# WHAT THE TASK REQUIRES
Turn the data from the line containing "Find the glass" through the line containing "[[[539,43],[542,81],[542,160],[555,171],[555,37]]]", both included, into a JSON list of strings with one string per line, skipping any blank lines.

# DATA
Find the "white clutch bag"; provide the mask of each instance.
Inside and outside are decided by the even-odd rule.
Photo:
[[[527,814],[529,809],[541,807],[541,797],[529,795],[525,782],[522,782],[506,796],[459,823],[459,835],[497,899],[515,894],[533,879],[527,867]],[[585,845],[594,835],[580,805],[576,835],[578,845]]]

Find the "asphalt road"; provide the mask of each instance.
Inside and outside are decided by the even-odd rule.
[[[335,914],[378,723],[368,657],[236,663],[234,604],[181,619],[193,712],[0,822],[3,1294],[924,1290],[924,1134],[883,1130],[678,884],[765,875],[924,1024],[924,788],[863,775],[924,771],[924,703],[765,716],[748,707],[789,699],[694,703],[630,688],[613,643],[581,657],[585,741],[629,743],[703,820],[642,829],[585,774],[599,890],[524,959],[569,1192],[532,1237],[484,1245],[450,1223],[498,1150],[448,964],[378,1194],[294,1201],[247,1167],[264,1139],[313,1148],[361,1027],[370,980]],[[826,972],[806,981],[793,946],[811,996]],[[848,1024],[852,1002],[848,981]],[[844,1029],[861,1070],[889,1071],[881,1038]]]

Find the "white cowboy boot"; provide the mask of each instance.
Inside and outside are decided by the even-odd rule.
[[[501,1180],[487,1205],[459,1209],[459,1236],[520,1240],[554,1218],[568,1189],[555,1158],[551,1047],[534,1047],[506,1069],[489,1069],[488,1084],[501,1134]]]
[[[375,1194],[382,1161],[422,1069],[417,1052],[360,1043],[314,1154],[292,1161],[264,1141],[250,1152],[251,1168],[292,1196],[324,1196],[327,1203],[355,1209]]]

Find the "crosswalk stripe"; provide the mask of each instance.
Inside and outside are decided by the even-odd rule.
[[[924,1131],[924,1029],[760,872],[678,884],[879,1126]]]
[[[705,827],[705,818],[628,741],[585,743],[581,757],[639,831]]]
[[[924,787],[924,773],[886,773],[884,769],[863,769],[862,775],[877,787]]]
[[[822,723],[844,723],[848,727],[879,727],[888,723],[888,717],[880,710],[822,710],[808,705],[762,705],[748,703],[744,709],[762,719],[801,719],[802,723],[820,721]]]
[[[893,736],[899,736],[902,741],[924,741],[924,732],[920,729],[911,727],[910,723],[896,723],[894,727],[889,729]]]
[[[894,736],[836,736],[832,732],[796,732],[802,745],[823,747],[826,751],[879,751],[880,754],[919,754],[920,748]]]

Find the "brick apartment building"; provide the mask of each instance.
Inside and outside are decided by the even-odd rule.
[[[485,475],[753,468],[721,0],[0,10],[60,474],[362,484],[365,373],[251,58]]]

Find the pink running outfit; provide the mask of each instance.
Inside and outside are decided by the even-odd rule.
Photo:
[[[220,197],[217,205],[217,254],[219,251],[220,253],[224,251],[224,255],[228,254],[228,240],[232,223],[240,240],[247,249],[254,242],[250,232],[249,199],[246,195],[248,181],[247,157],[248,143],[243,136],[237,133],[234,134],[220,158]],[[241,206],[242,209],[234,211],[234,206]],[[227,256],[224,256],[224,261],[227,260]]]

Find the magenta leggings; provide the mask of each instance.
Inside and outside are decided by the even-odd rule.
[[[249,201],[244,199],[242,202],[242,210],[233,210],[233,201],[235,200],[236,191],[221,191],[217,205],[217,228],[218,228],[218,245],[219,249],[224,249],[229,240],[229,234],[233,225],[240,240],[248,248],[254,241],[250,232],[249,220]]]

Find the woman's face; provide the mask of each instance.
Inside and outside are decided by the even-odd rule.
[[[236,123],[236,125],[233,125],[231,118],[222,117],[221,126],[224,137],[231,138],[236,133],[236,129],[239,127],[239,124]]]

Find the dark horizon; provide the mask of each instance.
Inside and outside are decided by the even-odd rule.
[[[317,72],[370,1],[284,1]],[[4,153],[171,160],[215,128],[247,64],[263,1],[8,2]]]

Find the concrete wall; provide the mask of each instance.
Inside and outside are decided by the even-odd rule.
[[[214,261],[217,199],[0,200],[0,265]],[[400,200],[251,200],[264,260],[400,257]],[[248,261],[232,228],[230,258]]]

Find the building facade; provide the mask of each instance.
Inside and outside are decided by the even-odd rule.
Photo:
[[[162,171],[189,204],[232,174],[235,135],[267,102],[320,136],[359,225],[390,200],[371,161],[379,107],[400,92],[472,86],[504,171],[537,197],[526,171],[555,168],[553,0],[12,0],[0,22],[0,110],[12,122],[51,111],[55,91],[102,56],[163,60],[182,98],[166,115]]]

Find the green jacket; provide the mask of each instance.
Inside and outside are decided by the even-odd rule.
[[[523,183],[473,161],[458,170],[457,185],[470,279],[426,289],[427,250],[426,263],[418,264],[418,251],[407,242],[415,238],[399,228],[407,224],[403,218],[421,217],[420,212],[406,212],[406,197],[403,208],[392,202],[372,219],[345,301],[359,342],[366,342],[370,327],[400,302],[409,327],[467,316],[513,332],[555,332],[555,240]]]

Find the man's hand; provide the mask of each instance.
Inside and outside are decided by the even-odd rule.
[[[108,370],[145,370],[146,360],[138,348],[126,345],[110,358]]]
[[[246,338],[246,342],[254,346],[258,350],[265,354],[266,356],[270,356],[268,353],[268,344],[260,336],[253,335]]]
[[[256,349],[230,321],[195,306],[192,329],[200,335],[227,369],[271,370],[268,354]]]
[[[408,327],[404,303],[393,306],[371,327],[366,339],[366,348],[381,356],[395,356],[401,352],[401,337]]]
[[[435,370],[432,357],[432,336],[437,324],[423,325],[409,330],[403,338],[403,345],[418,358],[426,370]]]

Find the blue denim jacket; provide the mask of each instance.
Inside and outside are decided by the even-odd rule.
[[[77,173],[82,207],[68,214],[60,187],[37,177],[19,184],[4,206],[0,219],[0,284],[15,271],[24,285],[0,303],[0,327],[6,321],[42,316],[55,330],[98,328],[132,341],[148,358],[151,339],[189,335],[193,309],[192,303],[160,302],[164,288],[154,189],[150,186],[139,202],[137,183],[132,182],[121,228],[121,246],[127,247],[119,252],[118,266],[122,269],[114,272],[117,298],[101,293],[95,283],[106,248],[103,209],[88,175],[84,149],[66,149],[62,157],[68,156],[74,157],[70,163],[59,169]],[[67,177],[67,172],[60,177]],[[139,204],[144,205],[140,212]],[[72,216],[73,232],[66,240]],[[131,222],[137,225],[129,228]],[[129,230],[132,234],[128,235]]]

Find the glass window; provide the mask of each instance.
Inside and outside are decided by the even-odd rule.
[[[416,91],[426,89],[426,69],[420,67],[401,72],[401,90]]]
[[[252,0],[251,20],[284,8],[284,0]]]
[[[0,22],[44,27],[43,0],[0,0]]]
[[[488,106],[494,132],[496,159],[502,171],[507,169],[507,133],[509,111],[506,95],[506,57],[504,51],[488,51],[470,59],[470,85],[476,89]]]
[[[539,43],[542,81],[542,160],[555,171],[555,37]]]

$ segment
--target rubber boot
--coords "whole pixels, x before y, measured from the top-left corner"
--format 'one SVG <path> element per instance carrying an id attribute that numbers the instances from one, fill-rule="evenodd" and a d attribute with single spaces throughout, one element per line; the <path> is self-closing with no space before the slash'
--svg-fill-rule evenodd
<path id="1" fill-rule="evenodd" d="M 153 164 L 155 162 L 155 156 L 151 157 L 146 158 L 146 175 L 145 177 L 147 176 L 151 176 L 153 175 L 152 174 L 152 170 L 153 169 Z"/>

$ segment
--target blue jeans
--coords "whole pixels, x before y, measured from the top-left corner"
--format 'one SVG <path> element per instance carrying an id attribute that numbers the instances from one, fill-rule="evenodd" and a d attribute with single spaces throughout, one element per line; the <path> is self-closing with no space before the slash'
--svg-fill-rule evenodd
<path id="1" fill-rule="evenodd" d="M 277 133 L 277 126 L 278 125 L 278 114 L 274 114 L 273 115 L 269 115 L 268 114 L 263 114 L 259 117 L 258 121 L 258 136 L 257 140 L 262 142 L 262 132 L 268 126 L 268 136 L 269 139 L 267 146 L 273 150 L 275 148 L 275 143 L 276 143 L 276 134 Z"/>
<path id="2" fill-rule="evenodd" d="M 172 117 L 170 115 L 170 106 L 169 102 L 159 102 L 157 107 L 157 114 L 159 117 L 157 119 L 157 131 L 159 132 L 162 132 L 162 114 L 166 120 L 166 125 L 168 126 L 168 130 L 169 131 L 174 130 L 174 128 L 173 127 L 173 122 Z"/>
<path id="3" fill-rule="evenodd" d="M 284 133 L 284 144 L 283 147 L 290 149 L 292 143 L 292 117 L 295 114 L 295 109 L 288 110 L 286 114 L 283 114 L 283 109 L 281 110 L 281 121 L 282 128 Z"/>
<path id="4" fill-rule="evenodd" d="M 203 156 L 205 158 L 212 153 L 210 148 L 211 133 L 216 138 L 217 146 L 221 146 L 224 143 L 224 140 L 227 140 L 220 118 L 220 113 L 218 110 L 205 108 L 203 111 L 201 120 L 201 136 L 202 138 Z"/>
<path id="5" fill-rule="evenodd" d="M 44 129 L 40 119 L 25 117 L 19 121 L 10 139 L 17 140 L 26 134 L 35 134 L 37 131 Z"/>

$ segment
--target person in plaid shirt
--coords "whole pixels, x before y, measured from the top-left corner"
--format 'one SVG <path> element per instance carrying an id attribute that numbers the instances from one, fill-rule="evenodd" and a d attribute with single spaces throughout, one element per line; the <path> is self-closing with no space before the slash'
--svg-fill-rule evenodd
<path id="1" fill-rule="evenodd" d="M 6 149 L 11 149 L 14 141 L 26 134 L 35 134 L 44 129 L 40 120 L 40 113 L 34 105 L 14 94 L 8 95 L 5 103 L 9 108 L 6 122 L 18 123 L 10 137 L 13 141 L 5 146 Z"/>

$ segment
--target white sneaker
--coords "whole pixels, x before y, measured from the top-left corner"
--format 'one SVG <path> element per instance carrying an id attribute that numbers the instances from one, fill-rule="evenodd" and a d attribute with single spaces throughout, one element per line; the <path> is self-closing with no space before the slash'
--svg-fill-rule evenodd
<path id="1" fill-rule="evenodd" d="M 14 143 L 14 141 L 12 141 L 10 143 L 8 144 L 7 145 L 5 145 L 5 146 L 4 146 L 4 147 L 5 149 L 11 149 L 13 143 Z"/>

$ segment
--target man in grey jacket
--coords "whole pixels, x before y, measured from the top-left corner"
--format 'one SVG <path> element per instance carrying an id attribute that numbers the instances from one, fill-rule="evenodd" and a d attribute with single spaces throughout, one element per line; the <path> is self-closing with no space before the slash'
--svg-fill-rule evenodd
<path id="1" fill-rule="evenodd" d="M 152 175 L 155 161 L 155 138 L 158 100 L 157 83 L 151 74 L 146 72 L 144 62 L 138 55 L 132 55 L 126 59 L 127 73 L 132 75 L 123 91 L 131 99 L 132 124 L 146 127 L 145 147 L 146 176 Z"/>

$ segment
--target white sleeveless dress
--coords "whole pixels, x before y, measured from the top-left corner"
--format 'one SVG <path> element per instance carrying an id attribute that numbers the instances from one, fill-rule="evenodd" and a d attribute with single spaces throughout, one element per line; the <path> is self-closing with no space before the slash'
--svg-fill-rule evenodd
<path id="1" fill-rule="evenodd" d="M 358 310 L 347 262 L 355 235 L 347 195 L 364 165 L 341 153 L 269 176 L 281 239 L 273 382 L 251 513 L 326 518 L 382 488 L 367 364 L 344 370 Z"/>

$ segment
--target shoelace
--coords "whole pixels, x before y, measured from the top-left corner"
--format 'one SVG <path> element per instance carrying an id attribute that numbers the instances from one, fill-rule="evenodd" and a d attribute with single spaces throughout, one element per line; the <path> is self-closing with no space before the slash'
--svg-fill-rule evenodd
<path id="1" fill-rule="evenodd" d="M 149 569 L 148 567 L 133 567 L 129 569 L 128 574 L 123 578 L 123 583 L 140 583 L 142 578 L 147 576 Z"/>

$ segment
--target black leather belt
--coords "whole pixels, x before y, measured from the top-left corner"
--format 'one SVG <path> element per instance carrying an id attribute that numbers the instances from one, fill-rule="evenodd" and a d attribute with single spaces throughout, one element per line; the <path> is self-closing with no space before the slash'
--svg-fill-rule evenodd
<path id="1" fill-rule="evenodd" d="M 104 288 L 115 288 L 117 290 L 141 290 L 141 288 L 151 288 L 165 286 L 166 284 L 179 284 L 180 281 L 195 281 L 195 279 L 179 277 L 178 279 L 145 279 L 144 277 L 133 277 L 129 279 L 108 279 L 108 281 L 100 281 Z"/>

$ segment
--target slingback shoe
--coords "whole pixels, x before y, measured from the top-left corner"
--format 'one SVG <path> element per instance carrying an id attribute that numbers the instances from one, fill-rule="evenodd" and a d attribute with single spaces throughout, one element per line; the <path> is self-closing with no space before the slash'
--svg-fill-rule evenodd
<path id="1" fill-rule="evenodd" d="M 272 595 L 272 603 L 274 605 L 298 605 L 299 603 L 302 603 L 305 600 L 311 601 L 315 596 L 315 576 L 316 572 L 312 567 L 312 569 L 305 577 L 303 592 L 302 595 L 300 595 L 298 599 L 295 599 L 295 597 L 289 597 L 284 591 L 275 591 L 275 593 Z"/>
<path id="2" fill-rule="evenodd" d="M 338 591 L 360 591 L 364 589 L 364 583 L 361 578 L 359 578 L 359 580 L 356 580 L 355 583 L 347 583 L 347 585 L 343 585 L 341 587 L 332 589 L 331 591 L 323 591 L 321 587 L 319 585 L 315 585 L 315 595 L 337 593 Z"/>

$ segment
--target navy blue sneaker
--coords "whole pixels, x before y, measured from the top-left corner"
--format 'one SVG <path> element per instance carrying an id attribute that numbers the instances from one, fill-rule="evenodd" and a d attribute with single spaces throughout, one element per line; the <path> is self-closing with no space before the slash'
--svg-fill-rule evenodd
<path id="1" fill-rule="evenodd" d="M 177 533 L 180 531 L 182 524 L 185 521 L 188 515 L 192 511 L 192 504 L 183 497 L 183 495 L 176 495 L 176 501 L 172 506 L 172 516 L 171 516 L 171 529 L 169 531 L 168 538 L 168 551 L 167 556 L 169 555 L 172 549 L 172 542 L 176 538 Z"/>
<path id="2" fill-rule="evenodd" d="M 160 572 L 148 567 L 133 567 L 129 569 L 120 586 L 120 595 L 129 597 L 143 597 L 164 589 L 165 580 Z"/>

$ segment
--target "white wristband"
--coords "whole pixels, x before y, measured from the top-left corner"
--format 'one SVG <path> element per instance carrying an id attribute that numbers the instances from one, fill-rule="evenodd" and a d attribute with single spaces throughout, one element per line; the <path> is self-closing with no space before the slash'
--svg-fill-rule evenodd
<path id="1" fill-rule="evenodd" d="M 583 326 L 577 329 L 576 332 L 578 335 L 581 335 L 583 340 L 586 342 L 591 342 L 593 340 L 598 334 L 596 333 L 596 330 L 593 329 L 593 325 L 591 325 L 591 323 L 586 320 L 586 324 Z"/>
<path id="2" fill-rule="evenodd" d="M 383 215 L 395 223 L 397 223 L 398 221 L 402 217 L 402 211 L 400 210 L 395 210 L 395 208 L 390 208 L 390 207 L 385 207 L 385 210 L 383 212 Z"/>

# TASK ANSWER
[
  "Find the glass window; provide the mask of each instance.",
  "Inside and outside are decided by the even-odd rule.",
  "[[[416,91],[426,89],[426,69],[420,67],[401,72],[401,90]]]",
  "[[[252,0],[251,20],[284,8],[284,0]]]",
  "[[[0,22],[44,27],[43,0],[0,0]]]",
  "[[[488,106],[494,132],[496,159],[502,171],[507,169],[507,133],[509,111],[506,95],[506,57],[504,51],[488,51],[470,59],[470,85],[476,89]]]",
  "[[[539,43],[542,81],[542,160],[555,171],[555,37]]]"
]